▶ _EXTRACT TO READ_:

────────

Empirical evaluation is an important part of any machine learning or information retrieval research. To ensure compatibility with prior work,  we support many of the commonly used ranking metrics, including Mean Reciprocal Rank (MRR) and Normalized Discounted Cumulative Gain (NDCG). We also make it easy to visualize these metrics at training time on TensorBoard, an open source TensorFlow visualization dashboard.
An example of the NDCG metric (Y-axis) along the training steps (X-axis) displayed in the TensorBoard. It shows the overall progress of the metrics during training. Different methods can be compared directly on the dashboard. Best models can be selected based on the metric.

Multi-Item Scoring

TF-Ranking supports a novel scoring mechanism wherein multiple items (e.g., web pages) can be scored jointly, an extension of the traditional scoring paradigm in which single items are scored independently. One challenge in multi-item scoring is the difficulty for inference where items have to be grouped and scored in subgroups. Then, scores are accumulated per-item and used for sorting. To make these complexities transparent to the user, TF-Ranking provides a List-In-List-Out (LILO) API to wrap all this logic in the exported TF models.

────────

▶ _RAW DATA_:

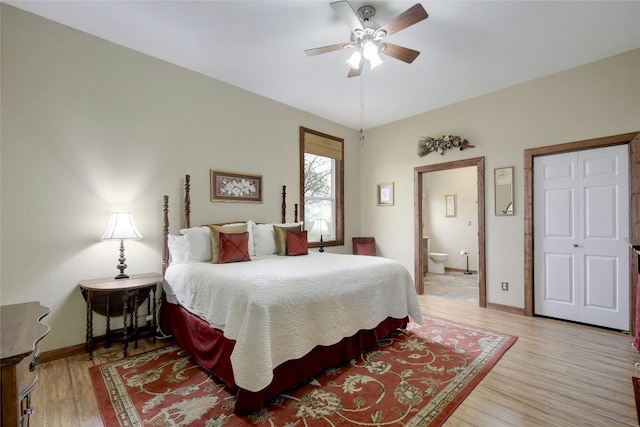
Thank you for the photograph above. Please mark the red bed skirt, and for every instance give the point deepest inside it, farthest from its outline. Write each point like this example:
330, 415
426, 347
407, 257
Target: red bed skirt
211, 350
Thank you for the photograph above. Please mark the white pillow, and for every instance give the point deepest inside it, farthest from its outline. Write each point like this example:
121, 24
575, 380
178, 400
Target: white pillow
264, 239
197, 244
252, 248
177, 248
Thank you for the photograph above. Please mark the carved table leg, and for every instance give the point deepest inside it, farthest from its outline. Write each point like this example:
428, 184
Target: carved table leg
108, 323
154, 322
89, 337
125, 328
134, 317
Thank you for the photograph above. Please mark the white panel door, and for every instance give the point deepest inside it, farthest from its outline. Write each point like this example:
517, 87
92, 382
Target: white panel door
581, 220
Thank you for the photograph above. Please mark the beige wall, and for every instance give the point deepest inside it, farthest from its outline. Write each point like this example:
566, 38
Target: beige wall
595, 100
89, 127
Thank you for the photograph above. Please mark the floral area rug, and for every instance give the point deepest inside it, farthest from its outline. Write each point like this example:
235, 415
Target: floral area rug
415, 377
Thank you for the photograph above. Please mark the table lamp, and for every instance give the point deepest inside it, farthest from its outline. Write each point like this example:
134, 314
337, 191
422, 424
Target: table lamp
121, 227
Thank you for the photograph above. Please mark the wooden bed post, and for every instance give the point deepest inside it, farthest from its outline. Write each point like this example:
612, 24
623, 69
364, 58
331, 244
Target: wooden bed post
284, 204
187, 202
165, 235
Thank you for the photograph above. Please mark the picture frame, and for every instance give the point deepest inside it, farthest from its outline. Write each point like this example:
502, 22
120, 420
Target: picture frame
450, 205
235, 187
503, 191
385, 194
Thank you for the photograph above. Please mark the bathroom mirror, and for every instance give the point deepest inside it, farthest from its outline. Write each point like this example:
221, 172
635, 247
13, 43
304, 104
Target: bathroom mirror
503, 183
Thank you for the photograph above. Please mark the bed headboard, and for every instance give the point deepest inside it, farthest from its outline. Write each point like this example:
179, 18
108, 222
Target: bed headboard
187, 217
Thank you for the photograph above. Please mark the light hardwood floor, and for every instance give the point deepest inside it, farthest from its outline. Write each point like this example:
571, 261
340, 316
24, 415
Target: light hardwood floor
556, 374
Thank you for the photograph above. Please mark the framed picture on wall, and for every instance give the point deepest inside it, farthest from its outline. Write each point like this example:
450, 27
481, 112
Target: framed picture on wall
385, 194
235, 187
450, 205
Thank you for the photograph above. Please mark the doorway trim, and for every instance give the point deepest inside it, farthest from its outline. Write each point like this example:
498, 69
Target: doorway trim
633, 139
418, 173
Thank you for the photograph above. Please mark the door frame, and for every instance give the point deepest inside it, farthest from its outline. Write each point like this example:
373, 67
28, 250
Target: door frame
633, 140
418, 173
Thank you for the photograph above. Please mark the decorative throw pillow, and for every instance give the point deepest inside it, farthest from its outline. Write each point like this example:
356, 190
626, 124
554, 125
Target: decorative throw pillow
365, 249
197, 244
234, 247
215, 237
281, 236
177, 248
297, 243
264, 239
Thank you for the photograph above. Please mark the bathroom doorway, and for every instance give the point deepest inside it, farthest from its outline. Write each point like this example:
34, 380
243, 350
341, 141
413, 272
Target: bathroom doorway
421, 178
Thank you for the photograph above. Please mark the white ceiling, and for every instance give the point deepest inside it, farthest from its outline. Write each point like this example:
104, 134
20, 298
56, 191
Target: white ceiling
468, 48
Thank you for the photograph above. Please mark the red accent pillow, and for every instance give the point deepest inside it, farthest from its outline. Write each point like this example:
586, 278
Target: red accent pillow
297, 243
234, 247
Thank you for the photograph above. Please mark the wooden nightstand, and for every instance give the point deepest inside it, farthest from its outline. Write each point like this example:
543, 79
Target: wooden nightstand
102, 295
21, 331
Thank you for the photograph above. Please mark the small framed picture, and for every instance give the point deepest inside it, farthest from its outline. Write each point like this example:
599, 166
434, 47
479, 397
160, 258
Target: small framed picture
235, 187
385, 194
450, 205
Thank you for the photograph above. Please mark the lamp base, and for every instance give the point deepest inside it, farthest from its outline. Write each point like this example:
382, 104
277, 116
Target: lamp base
122, 266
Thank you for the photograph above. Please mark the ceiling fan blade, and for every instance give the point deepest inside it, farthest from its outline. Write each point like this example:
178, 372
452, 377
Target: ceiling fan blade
346, 13
325, 49
402, 53
355, 72
413, 15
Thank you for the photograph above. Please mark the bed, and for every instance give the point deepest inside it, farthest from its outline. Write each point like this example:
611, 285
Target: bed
264, 325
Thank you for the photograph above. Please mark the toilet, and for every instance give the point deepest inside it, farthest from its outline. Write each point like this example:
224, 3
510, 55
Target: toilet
436, 260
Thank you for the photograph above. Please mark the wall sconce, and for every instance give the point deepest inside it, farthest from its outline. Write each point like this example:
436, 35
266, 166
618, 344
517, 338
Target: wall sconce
121, 227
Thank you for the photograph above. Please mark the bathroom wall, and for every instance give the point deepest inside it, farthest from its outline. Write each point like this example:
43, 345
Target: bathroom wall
452, 234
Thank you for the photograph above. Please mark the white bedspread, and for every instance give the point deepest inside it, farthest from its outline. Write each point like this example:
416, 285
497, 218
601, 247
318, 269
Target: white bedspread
279, 308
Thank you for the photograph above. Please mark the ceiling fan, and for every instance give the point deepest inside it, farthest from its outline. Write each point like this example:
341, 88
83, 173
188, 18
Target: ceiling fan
368, 38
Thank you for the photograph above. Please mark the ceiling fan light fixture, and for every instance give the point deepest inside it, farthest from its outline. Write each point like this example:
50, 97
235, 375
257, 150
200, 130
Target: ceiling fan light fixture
375, 60
354, 60
370, 52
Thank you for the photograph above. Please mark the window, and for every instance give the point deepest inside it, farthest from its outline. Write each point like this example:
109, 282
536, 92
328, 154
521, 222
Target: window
322, 187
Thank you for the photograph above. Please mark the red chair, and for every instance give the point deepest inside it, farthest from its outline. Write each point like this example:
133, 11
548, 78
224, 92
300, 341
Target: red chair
364, 246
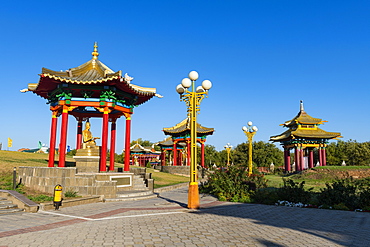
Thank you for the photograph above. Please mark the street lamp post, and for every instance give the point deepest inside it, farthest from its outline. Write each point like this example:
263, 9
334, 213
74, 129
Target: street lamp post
228, 148
250, 132
192, 99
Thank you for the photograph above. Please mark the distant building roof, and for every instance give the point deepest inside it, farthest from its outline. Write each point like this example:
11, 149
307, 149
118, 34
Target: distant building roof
303, 126
183, 128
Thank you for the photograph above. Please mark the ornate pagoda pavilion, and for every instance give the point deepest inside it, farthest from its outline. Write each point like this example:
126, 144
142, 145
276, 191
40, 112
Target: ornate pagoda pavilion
304, 135
167, 147
180, 133
142, 155
90, 90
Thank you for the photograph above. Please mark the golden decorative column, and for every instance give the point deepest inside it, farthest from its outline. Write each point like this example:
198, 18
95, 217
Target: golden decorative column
192, 99
250, 131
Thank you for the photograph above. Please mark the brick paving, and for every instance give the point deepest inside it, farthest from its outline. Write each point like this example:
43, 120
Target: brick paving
165, 221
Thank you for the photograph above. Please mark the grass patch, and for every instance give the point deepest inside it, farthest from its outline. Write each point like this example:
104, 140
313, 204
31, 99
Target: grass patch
162, 179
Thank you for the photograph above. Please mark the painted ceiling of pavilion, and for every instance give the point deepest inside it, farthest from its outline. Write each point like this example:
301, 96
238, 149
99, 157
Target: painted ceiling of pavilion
88, 76
168, 142
311, 131
183, 128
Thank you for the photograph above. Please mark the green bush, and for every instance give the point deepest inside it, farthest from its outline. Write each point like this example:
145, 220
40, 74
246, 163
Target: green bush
267, 196
233, 184
40, 198
353, 194
294, 192
71, 193
340, 191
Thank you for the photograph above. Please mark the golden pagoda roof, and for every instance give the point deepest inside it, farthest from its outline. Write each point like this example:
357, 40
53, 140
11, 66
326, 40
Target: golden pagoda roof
303, 118
303, 126
184, 127
168, 142
306, 134
93, 72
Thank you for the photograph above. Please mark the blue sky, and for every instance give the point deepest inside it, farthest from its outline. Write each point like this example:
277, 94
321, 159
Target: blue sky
262, 57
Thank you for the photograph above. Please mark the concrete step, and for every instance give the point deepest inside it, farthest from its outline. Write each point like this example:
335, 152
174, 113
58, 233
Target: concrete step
10, 210
133, 198
7, 206
131, 193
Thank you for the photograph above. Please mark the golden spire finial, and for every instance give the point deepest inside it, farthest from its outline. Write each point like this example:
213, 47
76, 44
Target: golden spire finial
95, 53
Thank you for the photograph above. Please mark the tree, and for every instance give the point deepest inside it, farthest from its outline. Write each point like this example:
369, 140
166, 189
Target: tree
145, 143
263, 154
352, 152
211, 156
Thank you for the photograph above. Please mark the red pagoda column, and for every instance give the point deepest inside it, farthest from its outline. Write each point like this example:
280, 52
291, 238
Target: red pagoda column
189, 157
320, 155
163, 157
179, 158
202, 154
287, 159
310, 159
103, 154
53, 134
63, 137
79, 134
112, 145
174, 151
302, 158
324, 155
127, 143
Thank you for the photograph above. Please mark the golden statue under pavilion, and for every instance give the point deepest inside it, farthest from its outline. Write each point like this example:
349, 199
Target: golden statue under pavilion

────────

▶ _TASK LIST_:
[1] In the TF-Ranking text, list everything the TensorBoard display of the NDCG metric is said to show or make possible.
[2] According to the TF-Ranking text, what does the abbreviation LILO stand for?
[3] Extend the TF-Ranking text by writing what comes after its final sentence.

▶ _RESULTS_:
[1]
- The overall progress of the metrics during training
- Direct comparison of different methods on the dashboard
- Selection of the best models based on the metric

[2] List-In-List-Out

[3]
The TF-Ranking library supports multi-item scoring architecture, an extension of traditional single-item scoring.
As we demonstrate in recent work, multi-item scoring is competitive in its performance to the state-of-the-art learning-to-rank models such as RankNet, MART, and LambdaMART on a public LETOR benchmark.

Ranking Metric Optimization

An important research challenge in learning-to-rank is direct optimization of ranking metrics (such as the previously mentioned NDCG and MRR).  These metrics, while being able to measure the performance of ranking systems better than the standard classification metrics like Area Under the Curve (AUC), have the unfortunate property of being either discontinuous or flat. Therefore standard stochastic gradient descent optimization of these metrics is problematic.

In recent work, we proposed a novel method, LambdaLoss, which provides a principled probabilistic framework for ranking metric optimization. In this framework, metric-driven loss functions can be designed and optimized by an expectation-maximization procedure. The TF-Ranking library integrates the recent advances in direct metric optimization and provides an implementation of LambdaLoss. We are hopeful that this will encourage and facilitate further research advances in the important area of ranking metric optimization.

Unbiased Learning-to-Rank

Prior research has shown that given a ranked list of items, users are much more likely to interact with the first few results, regardless of their relevance. This observation has inspired research interest in unbiased learning-to-rank, and led to the development of unbiased evaluation and several unbiased learning algorithms, based on training instances re-weighting. In the TF-Ranking library, metrics are implemented to support unbiased evaluation and losses are implemented for unbiased learning by natively supporting re-weighting to overcome the inherent biases in user interactions datasets.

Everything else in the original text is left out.